_What the exercise asks_. Output the records exactly. Include every line.
---------------
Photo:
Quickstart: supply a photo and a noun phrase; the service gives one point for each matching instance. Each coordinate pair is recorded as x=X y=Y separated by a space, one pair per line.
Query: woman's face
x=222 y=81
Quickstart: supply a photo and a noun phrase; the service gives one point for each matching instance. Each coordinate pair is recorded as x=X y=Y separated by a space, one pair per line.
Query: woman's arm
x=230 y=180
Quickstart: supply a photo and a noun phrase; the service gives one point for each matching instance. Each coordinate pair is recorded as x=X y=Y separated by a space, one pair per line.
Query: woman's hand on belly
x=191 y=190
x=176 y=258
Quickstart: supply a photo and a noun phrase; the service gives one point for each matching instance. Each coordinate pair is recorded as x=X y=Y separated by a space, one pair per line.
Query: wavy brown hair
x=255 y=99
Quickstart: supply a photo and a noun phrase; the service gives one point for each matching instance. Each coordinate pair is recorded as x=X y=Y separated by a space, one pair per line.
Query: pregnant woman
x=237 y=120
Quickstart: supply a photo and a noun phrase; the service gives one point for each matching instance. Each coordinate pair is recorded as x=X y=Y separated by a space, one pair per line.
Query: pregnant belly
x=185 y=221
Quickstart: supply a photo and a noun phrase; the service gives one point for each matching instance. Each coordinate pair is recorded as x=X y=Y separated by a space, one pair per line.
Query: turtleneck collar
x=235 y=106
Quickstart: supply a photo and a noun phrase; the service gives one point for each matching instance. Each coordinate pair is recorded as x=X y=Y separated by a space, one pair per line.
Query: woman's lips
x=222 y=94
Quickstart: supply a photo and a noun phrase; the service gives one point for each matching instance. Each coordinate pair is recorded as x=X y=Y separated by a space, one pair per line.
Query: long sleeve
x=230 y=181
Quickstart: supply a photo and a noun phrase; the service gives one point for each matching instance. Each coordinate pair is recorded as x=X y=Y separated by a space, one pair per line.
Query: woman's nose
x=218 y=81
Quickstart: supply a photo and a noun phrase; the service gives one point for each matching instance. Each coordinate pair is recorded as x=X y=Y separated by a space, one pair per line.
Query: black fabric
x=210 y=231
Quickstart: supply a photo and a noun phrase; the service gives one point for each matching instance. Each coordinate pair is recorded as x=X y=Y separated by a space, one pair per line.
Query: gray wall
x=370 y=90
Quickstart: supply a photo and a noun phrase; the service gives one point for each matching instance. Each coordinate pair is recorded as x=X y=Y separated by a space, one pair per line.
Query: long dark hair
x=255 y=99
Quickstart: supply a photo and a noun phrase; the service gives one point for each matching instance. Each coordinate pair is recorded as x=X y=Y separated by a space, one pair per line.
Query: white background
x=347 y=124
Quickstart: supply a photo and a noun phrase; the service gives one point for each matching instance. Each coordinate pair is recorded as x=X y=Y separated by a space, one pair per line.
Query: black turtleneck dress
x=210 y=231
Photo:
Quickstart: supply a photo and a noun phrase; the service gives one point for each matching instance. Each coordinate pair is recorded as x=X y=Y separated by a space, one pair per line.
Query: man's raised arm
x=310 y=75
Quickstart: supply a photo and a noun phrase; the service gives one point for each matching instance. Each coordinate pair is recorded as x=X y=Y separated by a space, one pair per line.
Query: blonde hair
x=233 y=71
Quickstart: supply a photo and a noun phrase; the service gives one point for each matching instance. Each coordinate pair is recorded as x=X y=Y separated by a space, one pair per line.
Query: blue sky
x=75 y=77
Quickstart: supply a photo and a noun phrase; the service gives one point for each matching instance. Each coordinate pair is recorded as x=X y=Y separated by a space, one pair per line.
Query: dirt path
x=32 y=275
---------------
_Solution_.
Photo:
Quickstart: supply a photo and a noun phrase; the service gives one point for each matching instance. Each coordinate pair is recorded as x=X y=Y separated by a space, one pair per line.
Query: woman's face
x=222 y=81
Quickstart: supply a photo and a noun phrase; the service gives one point for each matching instance. Each coordinate pair is recorded as x=X y=Y separated by a space, one pair per line.
Query: woman's arm
x=230 y=180
Quickstart: supply a photo and a noun phrase; the service gives one point for each matching instance. Each coordinate pair is recorded as x=X y=Y separated by a space, one pair per line.
Query: woman's hand on belly
x=191 y=190
x=176 y=258
Quickstart: supply a photo and a noun phrase; the service gives one point for each matching instance. Each coordinate pair is recorded as x=X y=Y separated by a space, one pair per line.
Query: wavy brown hair
x=255 y=99
Quickstart: supply a photo and a noun phrase; the service gives one point for each matching instance. Each coordinate pair is recorded as x=X y=Y separated by a space, one pair per line.
Query: pregnant woman
x=237 y=120
Quickstart: supply a photo and a noun phrase; the service gives one point for each matching instance. Each coordinate pair is recorded as x=X y=Y separated by a space, one pair per line.
Query: pregnant belly
x=185 y=221
Quickstart: supply a photo and a noun phrase; the service gives one point for each matching instance. Each coordinate pair is recorded as x=X y=Y separated by a space, one pair per line.
Query: turtleneck collar
x=235 y=106
Quickstart: supply a photo and a noun phrase; the service gives one point for each matching instance. Each coordinate pair is recorded as x=X y=Y separated by a space, one pair per line.
Query: woman's lips
x=222 y=94
Quickstart: supply a photo and a noun phrase; the service gives one point for each matching instance. Each coordinate pair is recorded as x=X y=Y separated by a space, one pair per line.
Query: long sleeve
x=230 y=181
Quickstart: supply a photo and a noun phrase; the service gives one point for each matching instance. Each coordinate pair is recorded as x=X y=Y separated by a space, one pair per line.
Query: woman's nose
x=218 y=81
Quickstart: supply a photo and a noun phrase; the service gives one point for each matching instance. Each coordinate pair is recorded as x=X y=Y separated by a space, one pair per line.
Query: black fabric
x=210 y=231
Quickstart: supply a photo and a noun phrase; the service gives one point for each matching instance. Each coordinate pair is recorded as x=X y=Y separated by a space, one pair per line.
Query: gray wall
x=370 y=90
Quickstart: supply a photo and a noun phrase; the service gives one point for each matching instance. Each coordinate pair is recorded as x=X y=Y separated by a space, one pair per line.
Query: long dark hair
x=255 y=99
Quickstart: supply a photo and a noun phrase; the service gives one point for each matching instance. Each coordinate pair is recorded as x=X y=Y separated by a space, one pair per line.
Query: white background
x=347 y=124
Quickstart: supply a photo and a noun phrase; the service gives one point for each matching instance. Each coordinate pair is recorded as x=X y=Y separated by a space, one pair per line.
Query: black turtleneck dress
x=210 y=231
Photo:
Quickstart: supply a photo and a noun phrase; the service gives one point for each matching instance. Each coordinate pair is recorded as x=X y=Y separated by a space, one pair per line.
Query: man's raised arm
x=310 y=75
Quickstart: supply a photo and a noun phrase; the service gives one point for each matching instance. Each coordinate pair is recorded as x=X y=Y separated by a space, one pair per line.
Query: blonde hair
x=233 y=71
Quickstart: supply a photo and a noun phrase; the service gives one point for each matching instance. Each coordinate pair is recorded as x=X y=Y separated by a space, one pair per line.
Query: blue sky
x=75 y=77
Quickstart: supply a photo and a noun phrase; the service gives one point for each matching instance. Each coordinate pair is recorded as x=X y=Y separated by a space, one pair per line.
Query: dirt path
x=32 y=275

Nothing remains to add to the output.